## PROMPT
Transcribe each entry below exactly. Pictures do not go in the copy.

TASK INPUTS: Begin

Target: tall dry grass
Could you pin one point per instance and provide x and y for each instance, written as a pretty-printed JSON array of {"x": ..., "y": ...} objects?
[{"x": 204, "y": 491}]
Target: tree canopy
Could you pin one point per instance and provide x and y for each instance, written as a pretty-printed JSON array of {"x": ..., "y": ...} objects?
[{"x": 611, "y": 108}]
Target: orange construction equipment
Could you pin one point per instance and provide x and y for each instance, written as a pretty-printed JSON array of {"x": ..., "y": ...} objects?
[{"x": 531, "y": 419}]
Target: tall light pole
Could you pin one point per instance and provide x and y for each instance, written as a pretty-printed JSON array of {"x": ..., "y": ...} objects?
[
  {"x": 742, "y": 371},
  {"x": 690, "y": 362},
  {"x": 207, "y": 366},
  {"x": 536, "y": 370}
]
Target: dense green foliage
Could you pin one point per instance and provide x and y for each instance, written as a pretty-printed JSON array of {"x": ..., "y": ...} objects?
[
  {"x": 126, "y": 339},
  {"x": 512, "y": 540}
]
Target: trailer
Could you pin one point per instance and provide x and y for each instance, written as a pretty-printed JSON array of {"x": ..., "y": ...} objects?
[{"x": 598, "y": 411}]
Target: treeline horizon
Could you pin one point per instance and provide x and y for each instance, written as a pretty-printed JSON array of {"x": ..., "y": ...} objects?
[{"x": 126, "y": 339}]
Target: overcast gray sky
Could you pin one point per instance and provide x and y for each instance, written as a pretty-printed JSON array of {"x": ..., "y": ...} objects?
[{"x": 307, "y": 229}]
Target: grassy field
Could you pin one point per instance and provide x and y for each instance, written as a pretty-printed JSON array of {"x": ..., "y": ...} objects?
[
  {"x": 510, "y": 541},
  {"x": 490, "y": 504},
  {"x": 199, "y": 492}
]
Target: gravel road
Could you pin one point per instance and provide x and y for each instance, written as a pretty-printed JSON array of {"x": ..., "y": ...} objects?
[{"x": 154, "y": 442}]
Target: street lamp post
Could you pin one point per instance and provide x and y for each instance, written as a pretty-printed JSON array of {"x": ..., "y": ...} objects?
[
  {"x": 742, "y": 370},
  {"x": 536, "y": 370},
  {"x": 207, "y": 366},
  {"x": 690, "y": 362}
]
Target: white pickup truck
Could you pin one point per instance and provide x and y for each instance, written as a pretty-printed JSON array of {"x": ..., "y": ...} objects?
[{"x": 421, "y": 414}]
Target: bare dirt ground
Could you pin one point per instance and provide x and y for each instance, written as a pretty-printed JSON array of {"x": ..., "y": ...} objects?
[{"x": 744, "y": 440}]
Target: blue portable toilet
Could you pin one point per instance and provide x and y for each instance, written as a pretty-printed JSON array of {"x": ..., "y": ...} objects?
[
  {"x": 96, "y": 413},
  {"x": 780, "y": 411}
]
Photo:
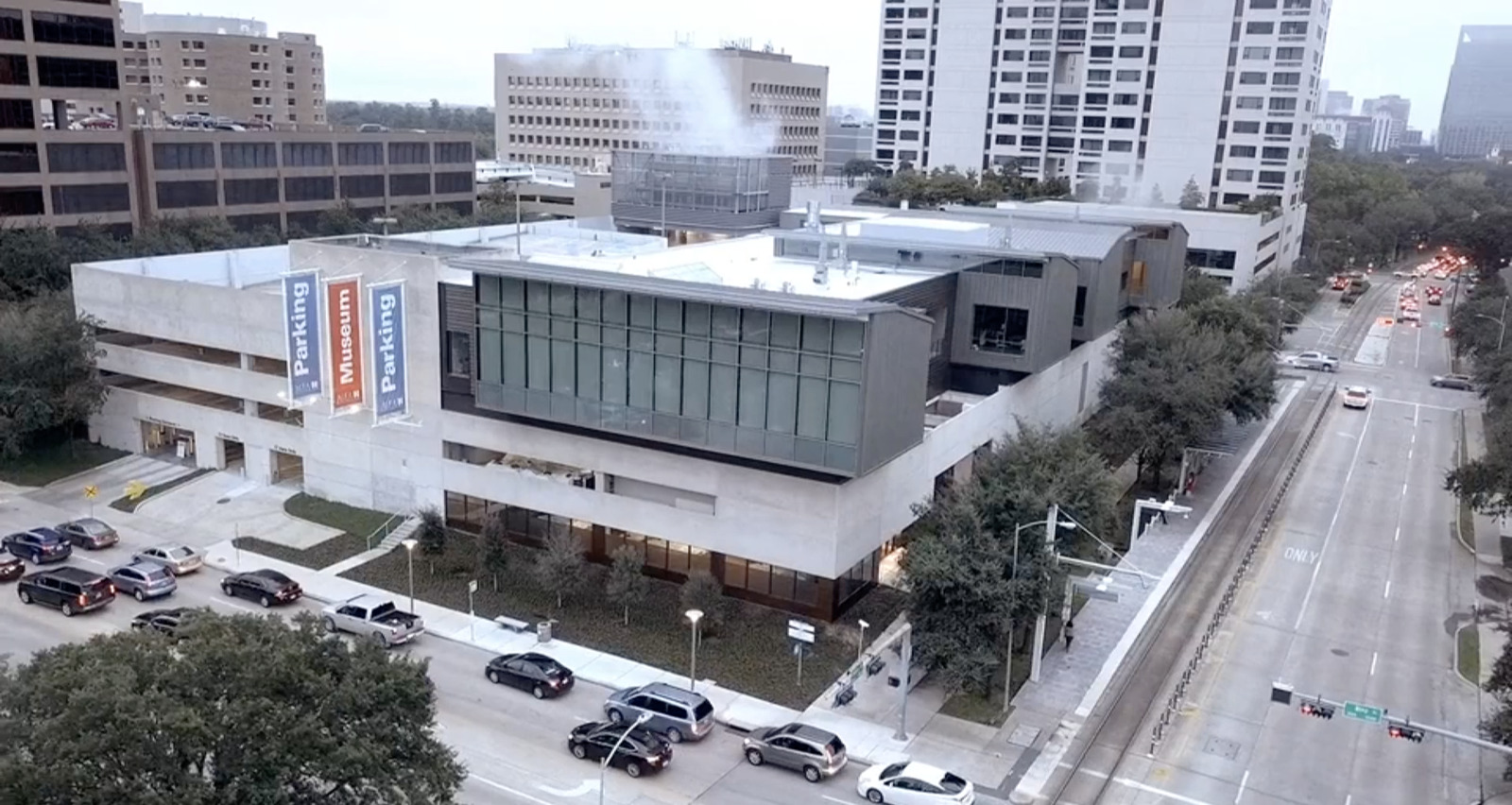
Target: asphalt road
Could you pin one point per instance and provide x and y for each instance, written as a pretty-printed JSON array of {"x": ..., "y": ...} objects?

TASK INPUTS: End

## ANSWER FOR THE TASK
Target: tall dry grass
Could you pin one point per instance and provide x and y for each instance, written as a pretty-printed JSON array of {"x": ..., "y": ...} objects?
[{"x": 204, "y": 491}]
Target: tree canopy
Could you pin one point per instance and provide x and y for each instance, written as a pretty-printed JSON array of {"x": ..., "y": ...} objects?
[{"x": 611, "y": 108}]
Target: orange construction equipment
Could you pin one point per instance and provide x and y for each instance, written as a pretty-printed JSON array of {"x": ..., "y": ...} objects?
[{"x": 531, "y": 419}]
Target: tall light pole
Could you pin one point per instance and provide x and y for each instance, written as a pretty-printed JSON array of {"x": ..., "y": ...} objects?
[
  {"x": 742, "y": 371},
  {"x": 690, "y": 362},
  {"x": 207, "y": 366},
  {"x": 536, "y": 370}
]
Target: dense green foliage
Could you pin one point per instance and provide x and y for each instance, written as a pretty-printed JSON array of {"x": ..., "y": ...} objects?
[
  {"x": 126, "y": 339},
  {"x": 512, "y": 540}
]
Target: trailer
Could you pin one point per instance and provide x and y for each instance, written as a pretty-printed JSON array of {"x": ..., "y": ...} objects?
[{"x": 598, "y": 411}]
Target: treeline horizon
Could you pin one point per instance and provide x and y for each instance, written as a pretty-printed JSON array of {"x": ..., "y": ...} objects?
[{"x": 126, "y": 339}]
Target: overcast gray sky
Could you pin one point per instance and provide x and y for each instance, written as a pretty-printed JSON array of {"x": ..., "y": ...} objects?
[{"x": 307, "y": 229}]
Target: grassy field
Could you pin one point per instance and provide x and y for each instance, written as a pretty-printed JSON array of {"x": ..., "y": ...} objects?
[
  {"x": 510, "y": 541},
  {"x": 490, "y": 504},
  {"x": 199, "y": 492}
]
Target: gravel road
Could you pin one point per instance and provide x and y for each instance, written as a pretty-printed JSON array of {"x": ..., "y": ...} objects?
[{"x": 154, "y": 442}]
Target: street lamp post
Could you pin one point per instance and provide x and y for each instance, written as a pretty-printed JSON array of {"x": ..., "y": ...} objects?
[
  {"x": 742, "y": 370},
  {"x": 536, "y": 370},
  {"x": 207, "y": 366},
  {"x": 690, "y": 362}
]
Target: white pickup truck
Could you pin one point per instance and provide x and y for each instance, written as a pretty-printed JSON array of {"x": ..., "y": ...} objects?
[{"x": 421, "y": 414}]
Target: bare dirt ground
Could you pin one point per instance and provide x and y for each instance, written as a pretty-printed JSON array of {"x": ..., "y": ...} objects?
[{"x": 744, "y": 440}]
Target: blue portable toilet
Could you pin one point per instance and provide x and y for each instance, written as a pretty-printed JSON array of {"x": ..., "y": ...} objects?
[
  {"x": 96, "y": 413},
  {"x": 780, "y": 411}
]
Photo:
Target: asphalt road
Could you pin one point per instance and provide x and y for each instance, written as a pretty-printed JSON array of {"x": ..., "y": ...} objects?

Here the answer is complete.